• [About this exercise] Check every line of the entries for the string "shadow" and return the ones that contain it.

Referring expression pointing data
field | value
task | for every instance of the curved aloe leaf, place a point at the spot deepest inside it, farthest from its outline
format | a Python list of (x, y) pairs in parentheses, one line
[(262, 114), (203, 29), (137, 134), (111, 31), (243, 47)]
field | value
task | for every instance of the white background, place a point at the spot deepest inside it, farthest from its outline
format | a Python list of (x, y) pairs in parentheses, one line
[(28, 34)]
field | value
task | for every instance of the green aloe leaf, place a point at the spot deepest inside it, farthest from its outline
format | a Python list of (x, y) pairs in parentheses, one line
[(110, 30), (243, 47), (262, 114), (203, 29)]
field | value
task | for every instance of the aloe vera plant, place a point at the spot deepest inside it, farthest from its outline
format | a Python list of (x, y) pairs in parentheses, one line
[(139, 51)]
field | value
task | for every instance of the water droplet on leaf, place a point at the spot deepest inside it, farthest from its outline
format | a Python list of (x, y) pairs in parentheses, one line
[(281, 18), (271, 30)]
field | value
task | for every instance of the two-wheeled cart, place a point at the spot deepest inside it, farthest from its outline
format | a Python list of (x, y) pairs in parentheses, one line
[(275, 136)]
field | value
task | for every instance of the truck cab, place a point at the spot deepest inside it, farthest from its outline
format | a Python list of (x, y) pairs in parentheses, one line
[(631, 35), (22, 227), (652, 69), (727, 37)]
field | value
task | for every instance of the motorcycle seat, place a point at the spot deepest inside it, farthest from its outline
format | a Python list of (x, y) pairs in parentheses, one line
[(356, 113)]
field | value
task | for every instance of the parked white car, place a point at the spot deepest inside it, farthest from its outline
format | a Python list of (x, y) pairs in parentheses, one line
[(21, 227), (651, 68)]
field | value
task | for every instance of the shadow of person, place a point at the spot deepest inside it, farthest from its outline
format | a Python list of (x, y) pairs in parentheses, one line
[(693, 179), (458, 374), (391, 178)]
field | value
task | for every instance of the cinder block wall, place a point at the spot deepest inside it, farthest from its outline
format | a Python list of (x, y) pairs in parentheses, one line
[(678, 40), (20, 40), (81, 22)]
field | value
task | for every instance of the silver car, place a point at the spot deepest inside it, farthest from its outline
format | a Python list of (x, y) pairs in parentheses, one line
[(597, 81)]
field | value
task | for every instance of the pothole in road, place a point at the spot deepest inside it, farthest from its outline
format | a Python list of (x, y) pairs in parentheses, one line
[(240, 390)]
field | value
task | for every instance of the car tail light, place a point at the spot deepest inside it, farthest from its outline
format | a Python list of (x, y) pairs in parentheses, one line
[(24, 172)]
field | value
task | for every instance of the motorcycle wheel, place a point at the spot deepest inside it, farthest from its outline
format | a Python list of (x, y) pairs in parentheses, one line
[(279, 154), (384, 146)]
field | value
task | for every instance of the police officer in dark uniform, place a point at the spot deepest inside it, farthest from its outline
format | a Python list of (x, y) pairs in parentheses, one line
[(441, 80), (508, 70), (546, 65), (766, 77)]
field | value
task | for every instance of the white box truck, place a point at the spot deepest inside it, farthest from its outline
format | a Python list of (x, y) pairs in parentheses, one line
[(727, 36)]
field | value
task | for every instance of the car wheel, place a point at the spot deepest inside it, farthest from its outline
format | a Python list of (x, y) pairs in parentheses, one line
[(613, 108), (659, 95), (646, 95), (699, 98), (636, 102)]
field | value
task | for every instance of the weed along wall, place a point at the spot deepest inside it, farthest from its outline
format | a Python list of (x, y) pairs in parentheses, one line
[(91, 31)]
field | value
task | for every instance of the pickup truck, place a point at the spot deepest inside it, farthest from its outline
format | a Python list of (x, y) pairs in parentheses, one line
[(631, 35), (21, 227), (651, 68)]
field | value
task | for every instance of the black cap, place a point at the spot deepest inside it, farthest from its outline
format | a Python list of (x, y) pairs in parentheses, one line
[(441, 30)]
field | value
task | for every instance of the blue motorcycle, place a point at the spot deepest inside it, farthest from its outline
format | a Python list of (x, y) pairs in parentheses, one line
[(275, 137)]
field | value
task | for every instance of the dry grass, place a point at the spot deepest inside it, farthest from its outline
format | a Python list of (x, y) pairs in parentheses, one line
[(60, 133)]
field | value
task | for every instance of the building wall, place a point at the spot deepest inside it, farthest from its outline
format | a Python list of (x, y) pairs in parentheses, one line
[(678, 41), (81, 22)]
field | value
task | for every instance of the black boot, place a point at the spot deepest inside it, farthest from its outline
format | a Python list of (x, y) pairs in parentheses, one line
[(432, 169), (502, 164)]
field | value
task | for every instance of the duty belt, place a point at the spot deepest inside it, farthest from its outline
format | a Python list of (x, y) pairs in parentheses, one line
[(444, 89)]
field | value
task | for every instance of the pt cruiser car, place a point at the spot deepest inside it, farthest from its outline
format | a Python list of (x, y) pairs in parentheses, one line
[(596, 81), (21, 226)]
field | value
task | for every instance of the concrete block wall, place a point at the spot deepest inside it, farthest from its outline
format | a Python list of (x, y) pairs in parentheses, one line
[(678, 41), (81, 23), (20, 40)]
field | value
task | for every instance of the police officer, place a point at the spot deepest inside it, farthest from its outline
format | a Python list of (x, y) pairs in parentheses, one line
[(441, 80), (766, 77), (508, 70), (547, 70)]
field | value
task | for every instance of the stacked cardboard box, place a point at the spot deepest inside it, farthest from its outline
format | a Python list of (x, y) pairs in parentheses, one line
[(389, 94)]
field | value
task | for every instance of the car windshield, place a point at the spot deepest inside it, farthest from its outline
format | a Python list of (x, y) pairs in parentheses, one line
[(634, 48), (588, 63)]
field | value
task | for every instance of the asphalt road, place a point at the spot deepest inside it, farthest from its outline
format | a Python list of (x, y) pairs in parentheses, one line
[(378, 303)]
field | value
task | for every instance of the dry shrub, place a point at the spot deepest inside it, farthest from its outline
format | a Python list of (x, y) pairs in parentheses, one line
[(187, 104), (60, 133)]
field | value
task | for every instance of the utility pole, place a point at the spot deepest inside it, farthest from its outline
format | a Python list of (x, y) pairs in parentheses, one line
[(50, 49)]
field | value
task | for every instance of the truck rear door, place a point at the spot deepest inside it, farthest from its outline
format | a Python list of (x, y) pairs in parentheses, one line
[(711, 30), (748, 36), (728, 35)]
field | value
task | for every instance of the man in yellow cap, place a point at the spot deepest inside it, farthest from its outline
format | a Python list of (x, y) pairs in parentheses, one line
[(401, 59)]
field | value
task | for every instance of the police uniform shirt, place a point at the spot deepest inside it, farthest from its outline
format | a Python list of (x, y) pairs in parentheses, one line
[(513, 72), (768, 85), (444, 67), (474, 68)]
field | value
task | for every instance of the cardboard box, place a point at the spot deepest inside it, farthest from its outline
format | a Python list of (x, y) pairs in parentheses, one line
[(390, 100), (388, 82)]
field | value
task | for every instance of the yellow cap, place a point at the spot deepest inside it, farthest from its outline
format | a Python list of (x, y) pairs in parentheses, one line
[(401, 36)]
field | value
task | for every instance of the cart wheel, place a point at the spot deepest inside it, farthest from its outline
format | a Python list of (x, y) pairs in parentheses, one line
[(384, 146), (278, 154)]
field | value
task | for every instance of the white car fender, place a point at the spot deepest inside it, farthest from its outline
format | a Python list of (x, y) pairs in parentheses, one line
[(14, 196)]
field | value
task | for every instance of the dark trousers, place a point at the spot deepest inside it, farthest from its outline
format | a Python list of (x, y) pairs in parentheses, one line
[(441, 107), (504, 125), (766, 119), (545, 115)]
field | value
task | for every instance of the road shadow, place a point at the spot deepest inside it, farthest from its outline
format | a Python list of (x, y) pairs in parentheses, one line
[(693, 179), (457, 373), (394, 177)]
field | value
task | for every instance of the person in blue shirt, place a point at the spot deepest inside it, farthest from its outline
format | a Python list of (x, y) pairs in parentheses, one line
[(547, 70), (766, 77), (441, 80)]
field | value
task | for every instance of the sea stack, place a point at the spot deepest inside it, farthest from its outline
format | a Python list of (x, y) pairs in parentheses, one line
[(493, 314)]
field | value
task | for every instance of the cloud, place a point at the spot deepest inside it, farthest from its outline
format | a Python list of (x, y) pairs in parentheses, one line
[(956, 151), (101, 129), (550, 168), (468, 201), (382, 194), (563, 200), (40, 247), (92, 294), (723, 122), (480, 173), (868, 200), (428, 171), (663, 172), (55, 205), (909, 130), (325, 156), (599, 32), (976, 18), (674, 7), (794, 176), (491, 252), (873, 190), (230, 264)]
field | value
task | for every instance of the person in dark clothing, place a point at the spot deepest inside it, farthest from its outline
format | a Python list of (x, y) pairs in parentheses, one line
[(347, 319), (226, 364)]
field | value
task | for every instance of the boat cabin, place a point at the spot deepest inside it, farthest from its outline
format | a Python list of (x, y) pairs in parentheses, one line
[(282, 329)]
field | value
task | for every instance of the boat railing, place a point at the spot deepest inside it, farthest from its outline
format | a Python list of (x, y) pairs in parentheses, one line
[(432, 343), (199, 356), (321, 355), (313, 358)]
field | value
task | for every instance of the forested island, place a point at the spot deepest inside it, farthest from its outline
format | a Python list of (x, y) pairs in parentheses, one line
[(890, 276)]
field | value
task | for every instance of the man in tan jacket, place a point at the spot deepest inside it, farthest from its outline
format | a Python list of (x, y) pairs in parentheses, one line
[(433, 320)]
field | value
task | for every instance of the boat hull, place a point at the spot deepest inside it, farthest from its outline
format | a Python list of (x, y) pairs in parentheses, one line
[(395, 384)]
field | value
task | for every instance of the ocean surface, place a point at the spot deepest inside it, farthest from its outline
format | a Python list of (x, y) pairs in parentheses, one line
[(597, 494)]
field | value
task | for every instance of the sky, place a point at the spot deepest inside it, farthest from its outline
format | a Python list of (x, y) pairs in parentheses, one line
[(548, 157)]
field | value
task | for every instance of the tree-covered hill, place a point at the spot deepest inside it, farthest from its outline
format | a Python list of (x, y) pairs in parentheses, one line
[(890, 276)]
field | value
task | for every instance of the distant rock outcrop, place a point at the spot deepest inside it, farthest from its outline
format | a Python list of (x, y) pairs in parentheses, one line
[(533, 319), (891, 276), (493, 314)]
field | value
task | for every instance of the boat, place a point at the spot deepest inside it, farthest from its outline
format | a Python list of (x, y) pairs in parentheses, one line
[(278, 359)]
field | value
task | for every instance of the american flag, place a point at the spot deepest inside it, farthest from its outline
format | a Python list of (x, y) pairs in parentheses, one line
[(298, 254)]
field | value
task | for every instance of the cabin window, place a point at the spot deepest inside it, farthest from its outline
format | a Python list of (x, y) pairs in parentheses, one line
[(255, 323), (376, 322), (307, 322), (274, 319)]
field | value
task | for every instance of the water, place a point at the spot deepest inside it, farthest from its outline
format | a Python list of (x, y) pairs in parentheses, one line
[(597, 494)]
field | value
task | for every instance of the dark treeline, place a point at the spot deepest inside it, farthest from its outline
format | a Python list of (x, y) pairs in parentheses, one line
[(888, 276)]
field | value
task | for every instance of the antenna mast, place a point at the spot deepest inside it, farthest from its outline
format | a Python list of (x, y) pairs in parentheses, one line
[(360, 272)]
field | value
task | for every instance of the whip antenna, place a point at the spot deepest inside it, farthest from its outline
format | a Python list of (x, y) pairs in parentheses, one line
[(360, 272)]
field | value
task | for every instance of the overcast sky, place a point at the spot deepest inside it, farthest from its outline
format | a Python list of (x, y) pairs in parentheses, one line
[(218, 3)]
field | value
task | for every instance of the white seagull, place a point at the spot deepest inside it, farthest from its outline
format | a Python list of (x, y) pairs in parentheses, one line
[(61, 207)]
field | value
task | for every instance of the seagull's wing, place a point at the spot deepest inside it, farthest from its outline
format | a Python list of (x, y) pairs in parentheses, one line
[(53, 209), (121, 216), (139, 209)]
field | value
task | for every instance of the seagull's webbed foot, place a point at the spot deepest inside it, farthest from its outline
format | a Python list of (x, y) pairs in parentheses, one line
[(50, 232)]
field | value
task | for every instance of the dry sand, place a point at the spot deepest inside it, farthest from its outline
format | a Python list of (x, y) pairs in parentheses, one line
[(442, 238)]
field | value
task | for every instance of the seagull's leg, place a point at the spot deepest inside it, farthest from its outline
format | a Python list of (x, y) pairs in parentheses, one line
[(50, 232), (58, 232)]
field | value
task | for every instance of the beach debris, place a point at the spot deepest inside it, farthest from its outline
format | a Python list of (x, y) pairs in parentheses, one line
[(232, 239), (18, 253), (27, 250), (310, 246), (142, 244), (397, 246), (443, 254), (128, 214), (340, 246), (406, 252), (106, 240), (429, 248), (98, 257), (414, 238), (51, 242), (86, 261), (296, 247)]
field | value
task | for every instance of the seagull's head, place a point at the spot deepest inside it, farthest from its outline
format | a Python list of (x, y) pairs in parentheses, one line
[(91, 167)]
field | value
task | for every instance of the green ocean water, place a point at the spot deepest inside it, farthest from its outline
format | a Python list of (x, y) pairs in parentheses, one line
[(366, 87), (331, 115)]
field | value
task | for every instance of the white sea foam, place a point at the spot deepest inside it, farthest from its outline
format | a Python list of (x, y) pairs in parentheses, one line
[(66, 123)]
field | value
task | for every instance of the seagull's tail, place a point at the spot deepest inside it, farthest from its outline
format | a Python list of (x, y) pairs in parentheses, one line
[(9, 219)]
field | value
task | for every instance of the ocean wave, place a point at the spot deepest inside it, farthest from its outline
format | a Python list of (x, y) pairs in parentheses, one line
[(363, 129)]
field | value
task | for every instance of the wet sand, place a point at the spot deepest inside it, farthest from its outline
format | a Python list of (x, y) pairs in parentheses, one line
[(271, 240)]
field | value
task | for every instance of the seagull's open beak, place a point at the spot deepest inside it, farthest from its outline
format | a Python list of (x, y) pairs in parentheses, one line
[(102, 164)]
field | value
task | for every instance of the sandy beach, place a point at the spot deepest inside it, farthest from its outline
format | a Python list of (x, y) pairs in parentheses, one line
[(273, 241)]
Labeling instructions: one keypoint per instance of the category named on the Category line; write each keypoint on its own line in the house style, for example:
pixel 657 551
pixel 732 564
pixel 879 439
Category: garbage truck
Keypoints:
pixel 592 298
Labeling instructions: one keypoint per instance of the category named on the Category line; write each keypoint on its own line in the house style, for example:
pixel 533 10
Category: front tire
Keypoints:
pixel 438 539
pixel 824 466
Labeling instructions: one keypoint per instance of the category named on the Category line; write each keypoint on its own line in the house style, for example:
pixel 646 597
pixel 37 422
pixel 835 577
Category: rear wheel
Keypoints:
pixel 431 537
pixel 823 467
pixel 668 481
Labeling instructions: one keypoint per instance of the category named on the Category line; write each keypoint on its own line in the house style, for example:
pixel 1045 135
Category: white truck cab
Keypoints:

• [Task result]
task | for every instance of the shadow of person, place a point at the spot deepest inside it, farthest from its outline
task | for every instance of the road shadow, place a point at the spot deepest inside it, farthest from its outline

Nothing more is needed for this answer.